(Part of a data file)
* Start *
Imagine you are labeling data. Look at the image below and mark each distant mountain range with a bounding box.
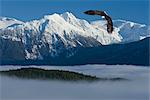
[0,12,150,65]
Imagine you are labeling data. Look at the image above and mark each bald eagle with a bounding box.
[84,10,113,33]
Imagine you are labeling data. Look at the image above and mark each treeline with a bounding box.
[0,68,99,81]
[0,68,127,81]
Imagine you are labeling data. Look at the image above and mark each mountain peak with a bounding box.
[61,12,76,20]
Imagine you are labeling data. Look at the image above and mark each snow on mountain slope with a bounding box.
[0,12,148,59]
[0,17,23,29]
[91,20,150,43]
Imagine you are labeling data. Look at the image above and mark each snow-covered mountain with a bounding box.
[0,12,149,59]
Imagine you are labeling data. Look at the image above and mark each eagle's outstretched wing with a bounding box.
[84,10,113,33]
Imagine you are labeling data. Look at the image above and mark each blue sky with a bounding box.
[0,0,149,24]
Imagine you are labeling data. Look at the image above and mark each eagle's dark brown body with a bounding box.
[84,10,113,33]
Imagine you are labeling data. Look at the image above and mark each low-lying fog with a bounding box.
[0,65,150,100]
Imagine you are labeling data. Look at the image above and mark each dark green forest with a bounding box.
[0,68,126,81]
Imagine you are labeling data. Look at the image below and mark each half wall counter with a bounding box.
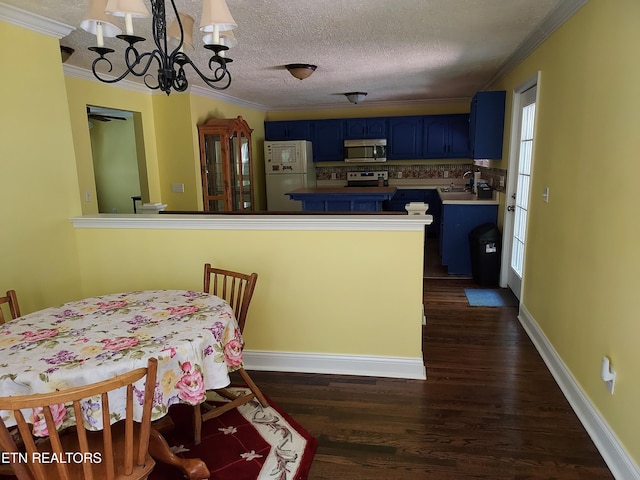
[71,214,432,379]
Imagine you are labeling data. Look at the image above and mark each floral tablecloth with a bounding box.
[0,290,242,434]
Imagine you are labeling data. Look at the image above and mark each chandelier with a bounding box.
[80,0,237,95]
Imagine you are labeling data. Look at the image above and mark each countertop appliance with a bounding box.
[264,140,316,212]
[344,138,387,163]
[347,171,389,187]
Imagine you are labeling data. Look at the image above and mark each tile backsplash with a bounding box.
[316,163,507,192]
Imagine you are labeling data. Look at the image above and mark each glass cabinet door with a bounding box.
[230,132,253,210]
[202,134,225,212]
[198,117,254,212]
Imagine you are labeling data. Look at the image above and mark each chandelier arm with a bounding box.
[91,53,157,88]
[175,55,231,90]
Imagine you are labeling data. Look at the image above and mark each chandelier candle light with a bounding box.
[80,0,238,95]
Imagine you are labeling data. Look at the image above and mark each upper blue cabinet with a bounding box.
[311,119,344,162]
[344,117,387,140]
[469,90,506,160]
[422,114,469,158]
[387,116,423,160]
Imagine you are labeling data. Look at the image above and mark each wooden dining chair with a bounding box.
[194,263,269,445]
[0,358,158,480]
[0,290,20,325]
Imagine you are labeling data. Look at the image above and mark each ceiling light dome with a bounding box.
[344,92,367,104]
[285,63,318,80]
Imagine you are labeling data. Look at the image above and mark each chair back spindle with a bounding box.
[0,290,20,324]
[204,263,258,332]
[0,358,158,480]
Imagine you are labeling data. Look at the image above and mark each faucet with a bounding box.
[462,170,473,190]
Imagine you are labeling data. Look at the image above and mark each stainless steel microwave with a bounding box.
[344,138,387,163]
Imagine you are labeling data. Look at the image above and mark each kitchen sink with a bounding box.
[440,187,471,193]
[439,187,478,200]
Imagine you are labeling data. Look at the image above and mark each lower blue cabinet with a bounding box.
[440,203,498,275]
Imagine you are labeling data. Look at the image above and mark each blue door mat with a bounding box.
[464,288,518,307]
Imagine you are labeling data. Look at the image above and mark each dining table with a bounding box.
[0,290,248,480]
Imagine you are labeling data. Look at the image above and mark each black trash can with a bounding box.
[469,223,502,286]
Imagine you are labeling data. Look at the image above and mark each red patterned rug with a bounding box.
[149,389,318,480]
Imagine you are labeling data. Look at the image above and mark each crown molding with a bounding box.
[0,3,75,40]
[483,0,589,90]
* End *
* Start *
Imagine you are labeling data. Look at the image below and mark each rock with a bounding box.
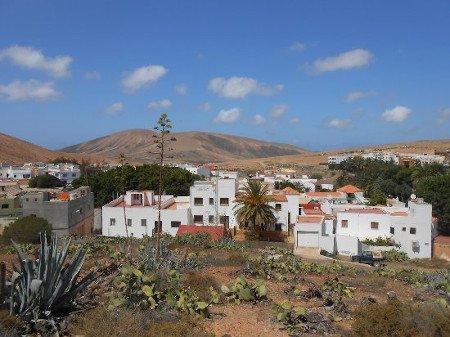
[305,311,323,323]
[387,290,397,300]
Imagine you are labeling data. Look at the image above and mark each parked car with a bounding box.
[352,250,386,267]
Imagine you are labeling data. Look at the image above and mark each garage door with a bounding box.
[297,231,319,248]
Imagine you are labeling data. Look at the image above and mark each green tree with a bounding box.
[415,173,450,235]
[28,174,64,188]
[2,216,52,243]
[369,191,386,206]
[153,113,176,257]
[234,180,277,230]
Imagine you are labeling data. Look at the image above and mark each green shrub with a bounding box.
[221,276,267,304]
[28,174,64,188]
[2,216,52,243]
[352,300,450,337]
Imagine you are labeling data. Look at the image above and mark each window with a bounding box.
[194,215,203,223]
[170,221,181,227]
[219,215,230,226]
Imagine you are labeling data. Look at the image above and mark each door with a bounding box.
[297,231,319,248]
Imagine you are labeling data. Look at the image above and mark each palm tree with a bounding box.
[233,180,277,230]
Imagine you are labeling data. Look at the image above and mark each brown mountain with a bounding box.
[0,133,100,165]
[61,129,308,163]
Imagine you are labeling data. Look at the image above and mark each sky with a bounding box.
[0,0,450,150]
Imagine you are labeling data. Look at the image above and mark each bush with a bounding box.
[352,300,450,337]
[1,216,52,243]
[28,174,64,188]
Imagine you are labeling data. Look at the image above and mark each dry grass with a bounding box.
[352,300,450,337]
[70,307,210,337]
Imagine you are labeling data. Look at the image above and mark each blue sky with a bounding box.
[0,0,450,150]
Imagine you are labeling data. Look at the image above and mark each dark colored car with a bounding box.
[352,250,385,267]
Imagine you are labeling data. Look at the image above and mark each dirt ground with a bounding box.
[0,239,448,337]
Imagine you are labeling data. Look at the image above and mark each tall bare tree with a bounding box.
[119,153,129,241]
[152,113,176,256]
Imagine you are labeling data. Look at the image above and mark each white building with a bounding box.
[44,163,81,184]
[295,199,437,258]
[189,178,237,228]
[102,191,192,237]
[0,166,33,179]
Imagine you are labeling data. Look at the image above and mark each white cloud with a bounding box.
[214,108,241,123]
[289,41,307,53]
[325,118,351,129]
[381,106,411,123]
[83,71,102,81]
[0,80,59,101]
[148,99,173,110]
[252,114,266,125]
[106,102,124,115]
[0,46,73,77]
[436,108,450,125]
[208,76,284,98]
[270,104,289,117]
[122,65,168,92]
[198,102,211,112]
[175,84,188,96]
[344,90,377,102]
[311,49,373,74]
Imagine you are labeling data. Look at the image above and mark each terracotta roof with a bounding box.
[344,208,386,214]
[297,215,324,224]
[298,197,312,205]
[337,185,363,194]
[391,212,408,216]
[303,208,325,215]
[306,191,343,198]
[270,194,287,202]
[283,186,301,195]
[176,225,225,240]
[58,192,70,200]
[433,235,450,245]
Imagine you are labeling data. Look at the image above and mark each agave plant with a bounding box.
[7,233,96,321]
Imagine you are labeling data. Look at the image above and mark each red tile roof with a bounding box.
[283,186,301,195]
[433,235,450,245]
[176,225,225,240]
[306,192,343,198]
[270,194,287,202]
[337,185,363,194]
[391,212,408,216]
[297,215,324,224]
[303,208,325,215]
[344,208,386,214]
* End *
Task = Identify every line in the data file above that contains the word "cabinet", and copy each such line. Case counts when matching.

Full answer =
Imagine you are labeling data. Look at the image above and mark each glass cabinet door with a bounding box.
Imagine you are labeling data. Look at the image above and mark each upper blue cabinet with a bounding box.
Imagine you are labeling data. Look at the image above and mark each lower blue cabinet with a bounding box.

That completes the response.